● **Dataset content**
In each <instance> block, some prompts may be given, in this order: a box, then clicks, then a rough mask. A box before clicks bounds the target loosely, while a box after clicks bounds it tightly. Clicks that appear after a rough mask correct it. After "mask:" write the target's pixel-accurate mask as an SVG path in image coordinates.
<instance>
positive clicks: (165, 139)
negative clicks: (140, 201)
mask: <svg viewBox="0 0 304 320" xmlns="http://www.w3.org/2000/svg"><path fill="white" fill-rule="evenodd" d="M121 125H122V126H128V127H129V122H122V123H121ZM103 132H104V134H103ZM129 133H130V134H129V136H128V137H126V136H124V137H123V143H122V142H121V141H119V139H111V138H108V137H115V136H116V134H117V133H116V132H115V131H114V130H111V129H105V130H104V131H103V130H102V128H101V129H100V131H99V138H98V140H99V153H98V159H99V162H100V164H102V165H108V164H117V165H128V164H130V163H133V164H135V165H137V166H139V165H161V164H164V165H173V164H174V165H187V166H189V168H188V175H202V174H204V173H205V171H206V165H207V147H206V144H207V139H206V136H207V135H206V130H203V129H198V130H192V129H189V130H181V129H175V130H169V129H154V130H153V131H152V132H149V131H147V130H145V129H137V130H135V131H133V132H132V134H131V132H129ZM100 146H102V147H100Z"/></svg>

● **Aim of the exercise**
Copy out all of the lines above word for word, without changing anything.

● **Written answer**
In each <instance> block, some prompts may be given, in this order: a box, then clicks, then a rough mask. A box before clicks bounds the target loosely, while a box after clicks bounds it tightly. Clicks that appear after a rough mask correct it. After "mask:" write the target's pixel-accurate mask as an SVG path in image coordinates.
<instance>
positive clicks: (165, 139)
negative clicks: (140, 201)
mask: <svg viewBox="0 0 304 320" xmlns="http://www.w3.org/2000/svg"><path fill="white" fill-rule="evenodd" d="M121 125H122V126H128V127H129V122H122V123H121ZM103 132H104V134H103ZM129 133H130V134H129V136H128V137H126V136H124V137H123V143H122V142H121V141H119V139H111V138H108V137H115V136H116V134H117V133H116V132H115V131H114V130H111V129H105V130H104V131H103V130H102V128H101V129H100V131H99V138H98V140H99V153H98V159H99V162H100V164H102V165H108V164H117V165H128V164H130V163H133V164H135V165H137V166H139V165H161V164H164V165H173V164H174V165H187V166H189V168H188V175H202V174H204V173H205V171H206V165H207V147H206V144H207V139H206V136H207V135H206V130H203V129H198V130H192V129H189V130H181V129H175V130H169V129H154V130H153V131H152V132H149V131H147V130H145V129H137V130H135V131H133V132H132V134H131V132H129ZM100 146H102V147H100Z"/></svg>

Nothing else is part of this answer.